## WHAT IS EXPECTED:
Reproduce each record exactly. The pictures should be skipped.

*** RECORDS SUPPLIED Section Begins ***

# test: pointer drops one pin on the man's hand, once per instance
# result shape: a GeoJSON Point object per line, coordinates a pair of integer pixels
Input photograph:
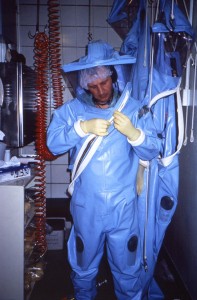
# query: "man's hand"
{"type": "Point", "coordinates": [95, 126]}
{"type": "Point", "coordinates": [123, 124]}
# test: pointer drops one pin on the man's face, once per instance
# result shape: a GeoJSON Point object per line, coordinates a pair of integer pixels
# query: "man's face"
{"type": "Point", "coordinates": [101, 89]}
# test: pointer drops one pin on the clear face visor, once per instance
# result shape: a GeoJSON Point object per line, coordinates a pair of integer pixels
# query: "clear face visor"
{"type": "Point", "coordinates": [89, 75]}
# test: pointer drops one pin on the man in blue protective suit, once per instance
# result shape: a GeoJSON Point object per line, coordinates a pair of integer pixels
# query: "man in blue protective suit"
{"type": "Point", "coordinates": [104, 194]}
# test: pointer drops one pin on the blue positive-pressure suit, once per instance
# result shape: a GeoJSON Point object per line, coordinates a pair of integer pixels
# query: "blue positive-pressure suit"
{"type": "Point", "coordinates": [104, 201]}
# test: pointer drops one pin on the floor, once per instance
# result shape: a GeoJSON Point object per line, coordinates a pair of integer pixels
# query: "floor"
{"type": "Point", "coordinates": [56, 283]}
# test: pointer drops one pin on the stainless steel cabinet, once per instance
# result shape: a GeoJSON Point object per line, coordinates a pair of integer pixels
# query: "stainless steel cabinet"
{"type": "Point", "coordinates": [12, 229]}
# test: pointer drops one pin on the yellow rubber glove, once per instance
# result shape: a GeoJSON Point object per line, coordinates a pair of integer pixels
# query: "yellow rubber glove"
{"type": "Point", "coordinates": [95, 126]}
{"type": "Point", "coordinates": [123, 124]}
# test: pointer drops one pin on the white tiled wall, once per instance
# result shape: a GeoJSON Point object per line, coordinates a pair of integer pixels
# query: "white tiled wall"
{"type": "Point", "coordinates": [74, 20]}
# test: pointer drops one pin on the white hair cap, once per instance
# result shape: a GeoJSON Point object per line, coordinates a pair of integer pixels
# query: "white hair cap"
{"type": "Point", "coordinates": [89, 75]}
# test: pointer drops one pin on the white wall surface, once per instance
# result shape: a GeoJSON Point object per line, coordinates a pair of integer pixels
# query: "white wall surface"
{"type": "Point", "coordinates": [74, 21]}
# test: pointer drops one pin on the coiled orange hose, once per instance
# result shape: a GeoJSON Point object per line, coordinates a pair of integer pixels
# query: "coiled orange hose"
{"type": "Point", "coordinates": [55, 52]}
{"type": "Point", "coordinates": [47, 53]}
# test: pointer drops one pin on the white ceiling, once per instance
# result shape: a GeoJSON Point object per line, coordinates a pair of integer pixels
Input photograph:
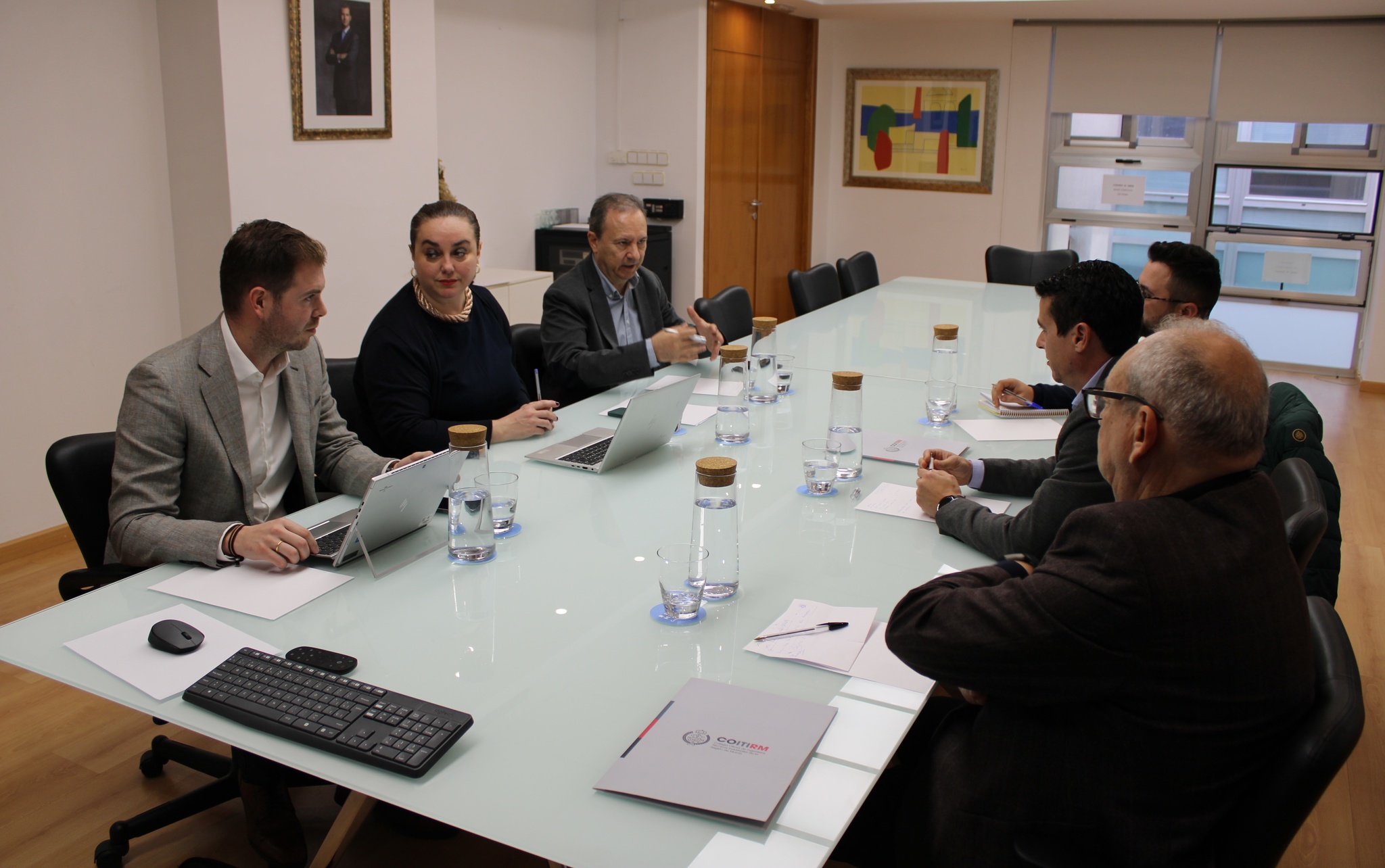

*** RECORDS SUPPLIED Section Ends ***

## WRITTEN REPLY:
# test: pointer drops one pin on the man's hand, once per instance
# result shape: a GeoJSON Point object per line, coordinates a pair of integer pixels
Input photograph:
# query: "man's hand"
{"type": "Point", "coordinates": [95, 126]}
{"type": "Point", "coordinates": [123, 124]}
# test: pointer drops one pin on the man's face, once per instance
# result shape: a GeoJSON Point object per line, coordinates a pair of integer pixels
# query: "man's face"
{"type": "Point", "coordinates": [101, 89]}
# test: pointer drops one pin on the clear face visor, once per instance
# result shape: a GeoJSON Point object per line, coordinates a pair of integer pixels
# query: "clear face visor"
{"type": "Point", "coordinates": [89, 75]}
# test: pointer drops one pin on the man in blue protective suit, once per instance
# result shape: a GeoJSON Point object per line, coordinates a pair of integer pixels
# query: "man in blue protective suit"
{"type": "Point", "coordinates": [104, 194]}
# test: pointer drops one pin on the blue positive-pressure suit, once per instance
# result shape: a GeoJSON Point object per line, coordinates a pair of integer pixels
# query: "blue positive-pressure suit"
{"type": "Point", "coordinates": [104, 201]}
# test: pointer drops one pin on the floor, once per instance
# result shape: a GeoJSON Point object per line, coordinates a pair of integer pixels
# query: "floor"
{"type": "Point", "coordinates": [56, 283]}
# test: pointer drops one pin on the stainless steel cabinet, once per instance
# result shape: a GeoJSON Point object per line, coordinates a pair of integer pixels
# query: "stainless steel cabinet"
{"type": "Point", "coordinates": [12, 229]}
# test: pointer drops one pin on the yellow rubber glove, once per instance
# result shape: a GeoJSON Point object per line, coordinates a pair of integer pixels
# query: "yellow rubber glove"
{"type": "Point", "coordinates": [95, 126]}
{"type": "Point", "coordinates": [123, 124]}
# test: pointer drops one pin on the white tiled wall, once per instance
# result shape: a GeoJSON Point object per line, coordinates a pair of integer pixels
# query: "white tiled wall"
{"type": "Point", "coordinates": [74, 20]}
# test: pointer drops one pin on the white hair cap, once per instance
# result shape: a GeoJSON Point object per line, coordinates a pair of integer pixels
# query: "white hair cap"
{"type": "Point", "coordinates": [89, 75]}
# test: pointer drops one pin on the white wall surface, once per instance
# result shape: a GeoJSON Point object per line, coordinates a pair of integer pixels
# query: "white wall surface"
{"type": "Point", "coordinates": [74, 21]}
# test: pointer drops one pin on the coiled orange hose, once per instance
# result shape: a GeoJSON Point object per line, coordinates a pair of integer pixels
# query: "coiled orange hose"
{"type": "Point", "coordinates": [55, 52]}
{"type": "Point", "coordinates": [47, 53]}
# test: pointer drops one pin on the white ceiling, once per instance
# result shape: a GeoJSON Point object per line, coordinates a pair of integer pixels
Input photograph:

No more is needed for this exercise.